Please report every line below that contains the string "segment", copying each such line in full. Case counts.

--- Start of Excerpted records ---

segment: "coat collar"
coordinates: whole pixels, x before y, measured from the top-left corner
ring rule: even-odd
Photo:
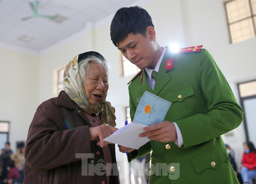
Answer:
[[[58,106],[73,109],[76,109],[77,105],[64,91],[61,91],[59,93],[56,104]]]
[[[166,51],[162,60],[160,67],[158,71],[158,73],[156,80],[156,81],[157,82],[155,84],[154,91],[152,90],[147,82],[147,79],[146,76],[146,71],[145,70],[143,70],[143,74],[140,88],[141,92],[142,93],[145,91],[147,91],[150,93],[157,95],[162,88],[172,78],[171,73],[169,72],[169,71],[173,70],[174,69],[174,66],[172,66],[171,68],[167,68],[167,70],[166,70],[166,61],[172,58],[173,61],[172,64],[174,65],[174,58],[175,55],[174,53],[172,53],[170,51],[169,48],[168,46],[166,47]]]

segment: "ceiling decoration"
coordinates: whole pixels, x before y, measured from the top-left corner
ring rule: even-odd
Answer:
[[[0,43],[40,51],[137,2],[0,0]]]
[[[50,19],[54,19],[56,18],[55,15],[40,15],[38,14],[38,13],[37,12],[37,8],[38,8],[38,5],[39,3],[39,2],[38,1],[36,1],[35,2],[35,4],[34,4],[33,3],[30,2],[29,3],[29,4],[30,5],[30,7],[31,8],[31,9],[32,10],[32,11],[33,12],[33,15],[32,16],[28,17],[25,18],[22,18],[21,19],[21,20],[26,20],[28,19],[36,17],[43,17]]]

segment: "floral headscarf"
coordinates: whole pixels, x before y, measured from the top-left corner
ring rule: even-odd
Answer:
[[[72,60],[66,66],[64,71],[64,91],[71,99],[89,115],[93,113],[98,115],[102,111],[101,124],[106,124],[115,126],[116,125],[115,121],[116,119],[115,108],[111,106],[110,103],[105,100],[105,97],[99,105],[93,105],[89,102],[78,67],[78,58],[81,55],[84,56],[83,59],[88,57],[88,55],[98,58],[100,56],[102,56],[96,52],[90,51],[79,55]]]

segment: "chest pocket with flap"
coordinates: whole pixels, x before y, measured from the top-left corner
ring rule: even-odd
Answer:
[[[164,93],[165,99],[173,103],[176,101],[182,102],[187,97],[194,94],[194,90],[192,85],[183,86],[175,90]]]

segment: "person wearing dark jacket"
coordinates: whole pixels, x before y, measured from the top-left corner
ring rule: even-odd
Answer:
[[[7,165],[9,161],[11,160],[10,155],[13,153],[12,151],[10,148],[10,144],[8,142],[5,143],[5,151],[0,156],[1,160],[2,162],[2,178],[5,179],[7,177],[8,171],[7,169]]]
[[[236,163],[236,161],[235,161],[235,159],[234,158],[234,152],[228,145],[225,144],[225,146],[226,146],[226,148],[227,149],[227,152],[228,152],[228,157],[229,157],[229,159],[230,159],[230,163],[233,167],[233,169],[234,169],[234,171],[235,171],[235,173],[236,173],[236,175],[238,177],[238,179],[239,183],[240,184],[243,184],[243,179],[242,179],[241,174],[238,172],[238,171]]]
[[[119,183],[115,145],[103,140],[117,130],[109,65],[94,51],[67,65],[64,91],[38,107],[29,128],[24,184]]]

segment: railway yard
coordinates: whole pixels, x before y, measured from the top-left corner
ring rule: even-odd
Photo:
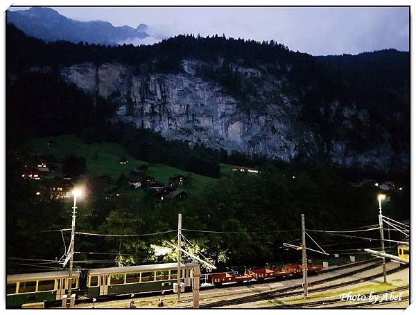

--- End of Excerpted records ---

#### Right answer:
segment: "coat collar"
segment: "ceiling decoration"
segment: "floral headscarf"
segment: "chest pocket with flap"
segment: "person wearing dark jacket"
segment: railway yard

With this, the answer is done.